Arrange every line of the entries below as a Markdown table with the columns "Row" and "Line", numbering the rows in order and leaving out blank lines.

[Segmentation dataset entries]
________________________________________
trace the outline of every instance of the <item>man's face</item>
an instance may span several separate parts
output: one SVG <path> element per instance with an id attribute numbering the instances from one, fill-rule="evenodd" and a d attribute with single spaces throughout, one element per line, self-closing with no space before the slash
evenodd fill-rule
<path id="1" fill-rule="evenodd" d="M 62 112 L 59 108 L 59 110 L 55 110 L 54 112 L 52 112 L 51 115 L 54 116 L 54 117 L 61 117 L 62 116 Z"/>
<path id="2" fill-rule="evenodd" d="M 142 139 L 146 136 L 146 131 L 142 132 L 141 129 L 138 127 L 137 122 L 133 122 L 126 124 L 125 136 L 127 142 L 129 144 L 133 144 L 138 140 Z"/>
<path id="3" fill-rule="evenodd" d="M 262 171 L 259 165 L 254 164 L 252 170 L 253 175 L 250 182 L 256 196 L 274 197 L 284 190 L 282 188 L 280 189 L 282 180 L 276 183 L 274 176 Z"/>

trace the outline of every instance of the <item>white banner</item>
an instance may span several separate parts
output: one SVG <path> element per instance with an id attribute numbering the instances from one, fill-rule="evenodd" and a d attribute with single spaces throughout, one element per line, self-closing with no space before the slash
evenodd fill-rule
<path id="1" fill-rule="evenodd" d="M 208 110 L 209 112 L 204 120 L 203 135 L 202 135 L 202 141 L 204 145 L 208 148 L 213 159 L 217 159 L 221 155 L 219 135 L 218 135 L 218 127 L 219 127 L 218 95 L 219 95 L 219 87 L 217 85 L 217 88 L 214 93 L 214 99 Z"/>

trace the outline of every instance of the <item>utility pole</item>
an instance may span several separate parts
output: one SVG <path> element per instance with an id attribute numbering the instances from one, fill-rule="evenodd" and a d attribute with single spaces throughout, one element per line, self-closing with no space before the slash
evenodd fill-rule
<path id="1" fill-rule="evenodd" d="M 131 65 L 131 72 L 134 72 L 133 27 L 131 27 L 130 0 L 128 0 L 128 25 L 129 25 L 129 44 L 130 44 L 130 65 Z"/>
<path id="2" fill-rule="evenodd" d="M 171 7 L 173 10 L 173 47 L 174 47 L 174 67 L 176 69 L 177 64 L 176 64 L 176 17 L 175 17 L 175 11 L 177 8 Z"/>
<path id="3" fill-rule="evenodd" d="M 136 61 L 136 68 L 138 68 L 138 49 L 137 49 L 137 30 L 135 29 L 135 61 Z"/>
________________________________________
Answer to the problem:
| Row | Line |
|---|---|
| 1 | trace the outline of every instance of the <item>man's face</item> |
| 2 | an instance may span several separate parts |
| 3 | output: one SVG <path> element per instance with an id attribute numbering the instances from one, fill-rule="evenodd" and a d attribute with single spaces throughout, one element per line, self-closing with no space before the slash |
| 4 | evenodd fill-rule |
| 5 | <path id="1" fill-rule="evenodd" d="M 62 112 L 59 108 L 59 110 L 55 110 L 54 112 L 52 112 L 51 115 L 54 116 L 54 117 L 61 117 L 62 116 Z"/> |
| 6 | <path id="2" fill-rule="evenodd" d="M 142 139 L 146 136 L 146 131 L 142 132 L 141 129 L 138 127 L 137 122 L 133 122 L 126 124 L 125 136 L 127 142 L 129 144 L 133 144 L 138 140 Z"/> |
| 7 | <path id="3" fill-rule="evenodd" d="M 262 171 L 259 165 L 254 164 L 252 170 L 253 175 L 250 182 L 256 196 L 274 197 L 284 190 L 282 188 L 280 189 L 282 180 L 276 183 L 274 176 Z"/> |
| 8 | trace the outline of every instance of the <item>white banner</item> |
| 9 | an instance may span several separate parts |
| 10 | output: one SVG <path> element per instance with an id attribute numbering the instances from one, fill-rule="evenodd" and a d attribute with single spaces throughout, one element per line, self-closing with no space before the slash |
| 11 | evenodd fill-rule |
| 12 | <path id="1" fill-rule="evenodd" d="M 208 110 L 209 112 L 204 120 L 203 135 L 202 135 L 202 141 L 204 145 L 208 148 L 213 159 L 217 159 L 221 155 L 219 135 L 218 135 L 218 127 L 219 127 L 218 95 L 219 95 L 219 87 L 217 85 L 217 88 L 214 93 L 214 99 Z"/> |
| 13 | trace the outline of every instance of the <item>utility pole</item> |
| 14 | an instance may span several separate parts |
| 15 | output: one SVG <path> element per instance with an id attribute numbering the instances from one, fill-rule="evenodd" and a d attribute with single spaces throughout, one element per line, self-closing with no space before the slash |
| 16 | evenodd fill-rule |
| 17 | <path id="1" fill-rule="evenodd" d="M 131 65 L 131 72 L 134 72 L 133 27 L 131 27 L 130 0 L 128 0 L 128 25 L 129 25 L 129 44 L 130 44 L 130 65 Z"/> |
| 18 | <path id="2" fill-rule="evenodd" d="M 171 7 L 173 10 L 173 47 L 174 47 L 174 67 L 176 69 L 177 64 L 176 64 L 176 17 L 175 17 L 175 11 L 177 8 Z"/> |
| 19 | <path id="3" fill-rule="evenodd" d="M 136 61 L 136 68 L 138 68 L 138 49 L 137 49 L 137 30 L 135 29 L 135 61 Z"/> |